:: Page text

She argued that his continued incarceration amounts to “punishment before trial” and undermines Nigeria’s democratic institutions.

 

In a public statement marking what she said was the 150th day of El-Rufai’s detention, published by the African Report, Asia said she was speaking “not as a politician, lawyer or diplomat, but as a wife, a mother and a Nigerian woman asking that the country my husband served for so many years remember its own conscience.”

 

Reflecting on the duration of his detention, she wrote: “On the 150th day of Mallam Nasir El-Rufai’s detention, I ask readers outside Nigeria to pause over what that number means. One hundred and fifty days is not a legal phrase. It is five months of missed meals, missed prayers, missed proper mourning of his deceased mother, missed family conversations, interrupted medical care and moments we can never recover.”

 

She noted that her husband has remained a divisive political figure throughout more than two decades in public service, including his roles as head of the Bureau of Public Enterprises, Minister of the Federal Capital Territory and Governor of Kaduna State.

::::
:: Information provided

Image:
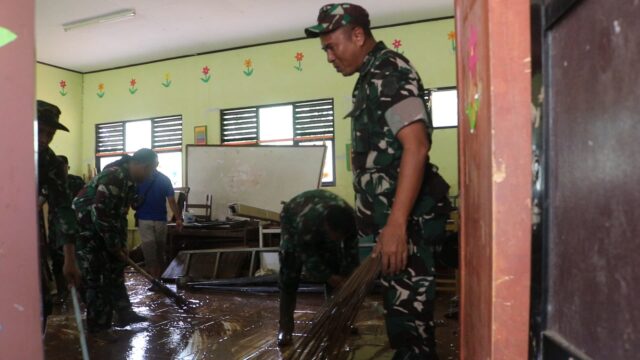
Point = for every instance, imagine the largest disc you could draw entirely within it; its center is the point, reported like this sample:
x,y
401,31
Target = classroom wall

::::

◆ Tasks to carry out
A - Translate the sentence "One hundred and fifty days is not a legal phrase." from the article about El-Rufai's detention into Spanish.
B - Copy word for word the part of the article about El-Rufai's detention starting with "She noted that" and going on through "of Kaduna State.".

◆ Answers for this exercise
A - Ciento cincuenta días no es una expresión jurídica.

B -
She noted that her husband has remained a divisive political figure throughout more than two decades in public service, including his roles as head of the Bureau of Public Enterprises, Minister of the Federal Capital Territory and Governor of Kaduna State.